[Location annotation dataset excerpts]
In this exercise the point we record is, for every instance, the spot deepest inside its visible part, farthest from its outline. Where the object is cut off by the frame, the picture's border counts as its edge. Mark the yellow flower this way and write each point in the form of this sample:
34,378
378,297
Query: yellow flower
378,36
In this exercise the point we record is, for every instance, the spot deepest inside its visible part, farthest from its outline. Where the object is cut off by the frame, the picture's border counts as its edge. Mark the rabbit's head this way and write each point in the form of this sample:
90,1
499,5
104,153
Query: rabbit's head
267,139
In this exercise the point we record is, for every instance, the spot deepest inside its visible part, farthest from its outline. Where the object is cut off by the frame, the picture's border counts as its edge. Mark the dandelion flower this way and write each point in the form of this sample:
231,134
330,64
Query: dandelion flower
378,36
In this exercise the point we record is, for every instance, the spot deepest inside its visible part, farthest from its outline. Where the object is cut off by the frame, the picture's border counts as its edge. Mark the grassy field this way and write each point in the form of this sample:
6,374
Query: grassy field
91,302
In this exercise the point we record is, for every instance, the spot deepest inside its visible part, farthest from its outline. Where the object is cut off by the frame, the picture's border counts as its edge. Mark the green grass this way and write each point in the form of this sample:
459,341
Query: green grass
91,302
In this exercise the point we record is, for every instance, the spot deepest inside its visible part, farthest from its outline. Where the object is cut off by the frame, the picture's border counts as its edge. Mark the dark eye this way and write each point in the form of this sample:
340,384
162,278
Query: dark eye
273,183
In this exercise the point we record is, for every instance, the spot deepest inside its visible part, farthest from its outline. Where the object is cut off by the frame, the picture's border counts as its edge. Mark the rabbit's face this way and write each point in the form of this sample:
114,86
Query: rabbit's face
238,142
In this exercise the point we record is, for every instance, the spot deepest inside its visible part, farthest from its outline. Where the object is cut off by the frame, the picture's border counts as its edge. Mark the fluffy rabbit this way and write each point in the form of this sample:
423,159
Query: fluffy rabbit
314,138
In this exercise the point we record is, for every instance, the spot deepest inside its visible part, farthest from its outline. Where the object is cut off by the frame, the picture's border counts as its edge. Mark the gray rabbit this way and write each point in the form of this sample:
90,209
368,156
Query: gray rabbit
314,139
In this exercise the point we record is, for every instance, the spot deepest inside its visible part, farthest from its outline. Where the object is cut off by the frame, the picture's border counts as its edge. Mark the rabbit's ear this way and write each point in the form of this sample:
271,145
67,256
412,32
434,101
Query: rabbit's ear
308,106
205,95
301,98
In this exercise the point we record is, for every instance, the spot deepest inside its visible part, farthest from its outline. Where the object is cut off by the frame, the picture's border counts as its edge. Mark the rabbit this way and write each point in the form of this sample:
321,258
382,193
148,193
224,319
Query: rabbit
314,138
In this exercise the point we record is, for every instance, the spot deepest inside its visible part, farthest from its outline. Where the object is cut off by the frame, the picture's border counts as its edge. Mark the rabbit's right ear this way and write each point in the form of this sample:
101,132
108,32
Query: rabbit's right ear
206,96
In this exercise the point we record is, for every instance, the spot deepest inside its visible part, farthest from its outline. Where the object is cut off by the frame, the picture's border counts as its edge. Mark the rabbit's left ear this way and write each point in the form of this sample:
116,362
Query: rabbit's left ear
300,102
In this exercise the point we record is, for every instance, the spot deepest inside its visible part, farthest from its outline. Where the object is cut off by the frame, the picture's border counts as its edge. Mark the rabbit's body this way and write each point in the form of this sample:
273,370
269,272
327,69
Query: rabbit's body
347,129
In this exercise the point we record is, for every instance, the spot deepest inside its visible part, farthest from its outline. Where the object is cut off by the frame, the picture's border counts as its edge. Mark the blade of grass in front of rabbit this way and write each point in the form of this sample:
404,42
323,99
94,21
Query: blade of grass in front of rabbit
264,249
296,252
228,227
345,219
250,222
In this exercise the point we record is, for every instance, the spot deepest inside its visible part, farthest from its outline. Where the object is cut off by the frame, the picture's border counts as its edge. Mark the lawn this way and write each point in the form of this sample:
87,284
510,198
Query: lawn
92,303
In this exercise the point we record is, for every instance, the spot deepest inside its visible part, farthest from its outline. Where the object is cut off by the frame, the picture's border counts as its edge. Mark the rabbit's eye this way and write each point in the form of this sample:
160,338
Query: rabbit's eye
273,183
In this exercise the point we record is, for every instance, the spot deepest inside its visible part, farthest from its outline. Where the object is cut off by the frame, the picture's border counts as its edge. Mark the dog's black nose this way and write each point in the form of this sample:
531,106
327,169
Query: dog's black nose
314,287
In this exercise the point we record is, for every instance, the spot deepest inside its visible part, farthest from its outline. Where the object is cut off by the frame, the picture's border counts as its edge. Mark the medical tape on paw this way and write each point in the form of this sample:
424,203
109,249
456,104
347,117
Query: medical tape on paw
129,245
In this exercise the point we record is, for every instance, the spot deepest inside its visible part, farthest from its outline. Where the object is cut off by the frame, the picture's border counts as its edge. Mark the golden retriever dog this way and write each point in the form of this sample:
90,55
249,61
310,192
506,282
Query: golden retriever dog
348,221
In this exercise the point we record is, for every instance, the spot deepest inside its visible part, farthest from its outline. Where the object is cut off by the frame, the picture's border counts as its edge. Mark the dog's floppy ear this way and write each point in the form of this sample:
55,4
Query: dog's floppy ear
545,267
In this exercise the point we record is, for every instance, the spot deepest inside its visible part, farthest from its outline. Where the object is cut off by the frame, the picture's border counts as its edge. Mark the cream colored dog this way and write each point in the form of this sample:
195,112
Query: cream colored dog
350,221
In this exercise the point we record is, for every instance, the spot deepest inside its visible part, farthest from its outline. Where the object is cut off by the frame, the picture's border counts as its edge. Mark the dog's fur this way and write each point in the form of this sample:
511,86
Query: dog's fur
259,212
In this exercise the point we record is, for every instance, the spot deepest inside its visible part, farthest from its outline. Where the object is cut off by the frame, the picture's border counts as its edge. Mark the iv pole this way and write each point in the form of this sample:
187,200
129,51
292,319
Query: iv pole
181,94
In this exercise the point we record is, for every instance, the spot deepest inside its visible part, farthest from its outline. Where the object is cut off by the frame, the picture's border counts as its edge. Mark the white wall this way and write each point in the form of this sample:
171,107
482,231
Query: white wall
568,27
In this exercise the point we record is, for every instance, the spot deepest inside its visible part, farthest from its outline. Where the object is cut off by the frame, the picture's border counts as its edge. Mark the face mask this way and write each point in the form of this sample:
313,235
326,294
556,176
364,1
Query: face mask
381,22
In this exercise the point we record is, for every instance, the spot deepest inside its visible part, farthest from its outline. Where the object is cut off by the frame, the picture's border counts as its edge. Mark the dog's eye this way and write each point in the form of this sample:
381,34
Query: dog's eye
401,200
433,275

■ Stated task
Write out every record shown above, word for word.

■ Result
In this exercise the point we record is, for every instance, the spot deepest inside its visible part, farthest from its outline. Where the object is cut off by the frame, the picture's border counts as its edge. Mark the yellow flower this way and write each point in the form of this sample:
34,378
378,297
Query: yellow flower
378,36
In this exercise the point we record is, for every instance, the spot deepest inside its visible part, farthest from its outline. Where the object is cut off by the frame, the picture's border counts as its edge. Mark the rabbit's head this way and write each point in the form of this sample:
90,1
499,5
104,153
Query: rabbit's head
267,139
In this exercise the point we record is, for every instance, the spot deepest inside its visible part, farthest from its outline. Where the object is cut off by the frame, the picture's border counts as its edge. Mark the dandelion flower this way and write each point in the form of this sample:
231,134
330,64
Query: dandelion flower
378,36
In this exercise the point we record is, for every instance, the spot deepest inside its visible part, farthest from its outline. Where the object is cut off by the frame, the picture's border counts as its edge. Mark the grassy field this way and write each point in the form of this sample:
6,374
Query: grassy field
91,302
In this exercise the point we record is, for every instance, the spot deepest inside its visible part, farthest from its outline. Where the object is cut off by the frame, the picture's border counts as its edge. Mark the green grass this way and write each point in the form of this sample:
459,341
Query: green grass
91,302
In this exercise the point we record is, for every instance, the spot deepest inside its visible part, farthest from its outline. Where the object is cut off by the frame, the picture's border counts as its edge. Mark the dark eye this way and write each point in the form of this sample:
340,384
162,278
Query: dark eye
273,183
In this exercise the point we record is, for every instance, the spot deepest inside its visible part, farthest from its outline. Where the object is cut off by the frame, the picture's border counts as its edge. Mark the rabbit's face this way and write each point in the form of this sample:
114,86
Query: rabbit's face
238,142
In this exercise the point we record is, for every instance, the spot deepest inside its visible part, farthest from its outline. Where the object is cut off by the frame, the picture's border counts as its edge. Mark the fluffy rabbit this way and write each point in the form of this sample:
423,159
Query: fluffy rabbit
314,138
In this exercise the point we record is, for every instance, the spot deepest inside its visible part, farthest from its outline. Where the object is cut off by the frame, the picture's border counts as its edge. Mark the gray rabbit this way and write each point in the form of this sample:
90,209
368,156
Query: gray rabbit
314,139
In this exercise the point we record is, for every instance, the spot deepest inside its visible part, farthest from its outline. Where the object is cut off by the frame, the picture's border counts as its edge. Mark the rabbit's ear this way and write each point in the form of this sample:
271,145
67,256
412,32
434,101
Query: rabbit's ear
308,106
205,95
301,98
In this exercise the point we record is, for every instance, the spot deepest inside its visible part, farthest from its outline. Where the object is cut off by the frame, the picture's border counts as its edge. Mark the rabbit this way and write each point in the form of this sample:
321,258
382,193
148,193
224,319
Query: rabbit
314,138
In this exercise the point we record is, for every instance, the spot deepest inside its visible part, farthest from its outline. Where the object is cut off by the frame, the picture's border counts as its edge. Mark the rabbit's right ear this way and write each point in the form of this sample:
101,132
108,32
Query: rabbit's right ear
206,96
In this exercise the point we record is, for every instance, the spot deepest inside its visible part, farthest from its outline. Where the object is cut off by the frame, the picture's border counts as its edge. Mark the rabbit's left ear this way and write each point in the form of this sample:
116,362
Query: rabbit's left ear
300,102
In this exercise the point we record is, for every instance, the spot deepest inside its visible part, farthest from its outline. Where the object is cut off by the frame, the picture's border counts as its edge. Mark the rabbit's body this way and write each point in the form of this sample:
273,370
269,272
327,69
Query: rabbit's body
347,129
In this exercise the point we record is, for every instance, the spot deepest inside its visible part, farthest from its outline. Where the object is cut off by the frame, the picture's border counts as its edge. Mark the blade of grass in front of rabbit this way and write each point in the form of this sample:
404,42
323,99
94,21
Query: blade of grass in front of rabbit
264,249
296,252
228,227
345,219
250,222
In this exercise the point we record is, for every instance, the spot deepest inside its visible part, farthest from its outline. Where the object is cut off by the frame, the picture's border counts as its edge. Mark the lawn this way and write each point in the form of this sample:
87,284
510,198
Query: lawn
92,303
In this exercise the point we record is, for every instance, the spot deepest inside its visible part, farthest from its outline. Where the object is cut off by the frame, the picture's border counts as its edge. Mark the rabbit's eye this way and write each point in the form of this sample:
160,338
Query: rabbit's eye
273,183
In this exercise the point we record is, for every instance, the spot deepest inside its visible part, farthest from its outline. Where the object is cut off by the frame, the picture's border counts as its edge. Mark the dog's black nose this way and write each point in the form of this sample:
531,106
327,169
Query: dog's black nose
314,287
In this exercise the point we record is, for every instance, the spot deepest inside its visible part, farthest from its outline. Where the object is cut off by the frame, the picture's border counts as its edge. Mark the medical tape on paw this way and write each point in the form of this sample:
424,203
109,249
456,104
347,117
Query: medical tape on paw
129,245
In this exercise the point we record is, for every instance, the spot deepest inside its visible part, farthest from its outline. Where the object is cut off by the frame, the picture's border counts as its edge. Mark the golden retriever dog this way and write each point in the form of this sample:
90,55
249,61
310,192
506,282
Query: golden retriever dog
348,221
In this exercise the point we record is, for every instance, the spot deepest inside its visible part, farthest from its outline. Where the object is cut off by the frame, the picture's border counts as its edge. Mark the dog's floppy ear this way and write each point in the form of this sample:
55,4
Query: dog's floppy ear
545,267
In this exercise the point we record is, for every instance, the spot deepest inside its visible part, farthest from its outline. Where the object is cut off by the frame, the picture's border counts as its edge. Mark the cream colored dog this way and write each point in the form of this sample:
195,112
Query: cream colored dog
350,221
In this exercise the point we record is, for every instance, the spot deepest inside its visible part, farthest from its outline. Where the object is cut off by the frame, the picture's border counts as its edge. Mark the dog's fur this way and write each point in the form of this sample:
511,86
Query: dog's fur
259,212
In this exercise the point we record is, for every instance, the spot deepest inside its visible part, farthest from its outline. Where the object is cut off by the frame, the picture's border counts as its edge. Mark the iv pole this way and write each point in the form of this sample:
187,200
129,51
292,319
Query: iv pole
181,94
In this exercise the point we record is, for every instance, the spot deepest inside its visible part, farthest from its outline. Where the object is cut off by the frame, the picture's border counts as its edge. Mark the white wall this way and write each point in the form of this sample:
171,107
482,231
Query: white wall
568,27
In this exercise the point we record is, for every instance, the spot deepest inside its visible part, farthest from its outline. Where the object is cut off by the frame, the picture's border counts as its edge. Mark the face mask this way and write each point in the form of this sample:
313,235
326,294
556,176
364,1
Query: face mask
381,22
In this exercise the point we record is, for every instance, the spot deepest inside its visible part, farthest from its outline. Where the object is cut off by the frame, the picture's border counts as its edge. Mark the dog's eye this way and write each point in the form of this sample:
381,34
Query: dog's eye
401,200
433,275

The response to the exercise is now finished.